Source passage:
● ● ● ● ●

  10. For people who are enamored of the idea of treating corporations as “people,” how do we put BP “in jail” if we find that it acted in a criminal manner?

    We’ve clearly created a grotesque imbalance between corporations’ “rights” versus their “responsibilities.”

    (Someone please explain how corporations, which are nothing but a contractual mechanism for shared ownership of certain property, gained “rights”!?!?)

  11. BP gives everyone with beachfront property in the gulf free oil for life and all they do is bitch, bitch, bitch.

  12. Gee, am I relieved. Here I was thinking that all that oil had been lost.

  13. lottakatz,

    I don’t know which is scarier – that tar balls and fish kills are normal in New England or that oil from the gulf has made it that far…

  14. NOAA Scientist: Release of Oil Spill Report done by White House, Not NOAA
    By Online Thursday, August 19, 2010

    -Darrell Issa

    WASHINGTON, DC – A NOAA scientist, Dr. Bill Lehr, yesterday told a group of Congressional staff investigators on a conference call that a controversial National Oceanic and Atmospheric Administration (NOAA) report claiming that nearly three-quarters of the oil from the Gulf oil spill has already been addressed was released by White House officials and not scientists at NOAA.
● ● ● ● ●
Listed entries:
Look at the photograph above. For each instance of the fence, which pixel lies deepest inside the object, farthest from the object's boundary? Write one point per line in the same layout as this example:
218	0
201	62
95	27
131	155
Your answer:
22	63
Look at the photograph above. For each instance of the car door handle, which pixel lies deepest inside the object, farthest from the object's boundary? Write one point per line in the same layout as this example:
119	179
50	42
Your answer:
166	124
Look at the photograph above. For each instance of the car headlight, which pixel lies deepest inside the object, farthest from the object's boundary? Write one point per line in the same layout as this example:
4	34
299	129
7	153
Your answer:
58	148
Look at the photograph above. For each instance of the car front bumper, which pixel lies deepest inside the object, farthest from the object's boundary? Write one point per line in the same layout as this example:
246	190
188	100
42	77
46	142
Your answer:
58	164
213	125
● ● ● ● ●
Task requirements:
(1) Reproduce the stretch of the oil spill comments from "14. NOAA Scientist: Release" through "scientists at NOAA.".
(2) List the number of each numbered entry in the oil spill comments.
The records are not needed for any of this.

Replies:
(1)
14. NOAA Scientist: Release of Oil Spill Report done by White House, Not NOAA
    By Online Thursday, August 19, 2010

    -Darrell Issa

    WASHINGTON, DC – A NOAA scientist, Dr. Bill Lehr, yesterday told a group of Congressional staff investigators on a conference call that a controversial National Oceanic and Atmospheric Administration (NOAA) report claiming that nearly three-quarters of the oil from the Gulf oil spill has already been addressed was released by White House officials and not scientists at NOAA.

(2) 10, 11, 12, 13, 14